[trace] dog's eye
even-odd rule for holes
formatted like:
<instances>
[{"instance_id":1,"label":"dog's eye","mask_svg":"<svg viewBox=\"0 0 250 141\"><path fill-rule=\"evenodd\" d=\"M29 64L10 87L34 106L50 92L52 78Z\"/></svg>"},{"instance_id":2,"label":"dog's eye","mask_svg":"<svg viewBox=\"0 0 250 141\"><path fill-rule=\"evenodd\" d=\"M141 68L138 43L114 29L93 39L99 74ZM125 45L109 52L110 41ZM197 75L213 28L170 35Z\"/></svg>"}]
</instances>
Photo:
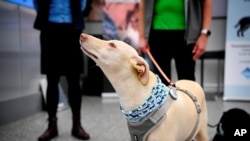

--- WHAT TO PRODUCE ---
Can you copy every one of the records above word for word, leaving out the pictures?

--- EXERCISE OUTPUT ---
[trace] dog's eye
even-odd rule for holes
formatted like:
<instances>
[{"instance_id":1,"label":"dog's eye","mask_svg":"<svg viewBox=\"0 0 250 141\"><path fill-rule=\"evenodd\" d=\"M29 64L10 87L34 106L50 92L52 78Z\"/></svg>"},{"instance_id":2,"label":"dog's eye","mask_svg":"<svg viewBox=\"0 0 250 141\"><path fill-rule=\"evenodd\" d=\"M141 68L138 43L114 29L93 39L99 74ZM125 45L109 52L110 41ZM197 75L213 28L170 35Z\"/></svg>"}]
</instances>
Photo:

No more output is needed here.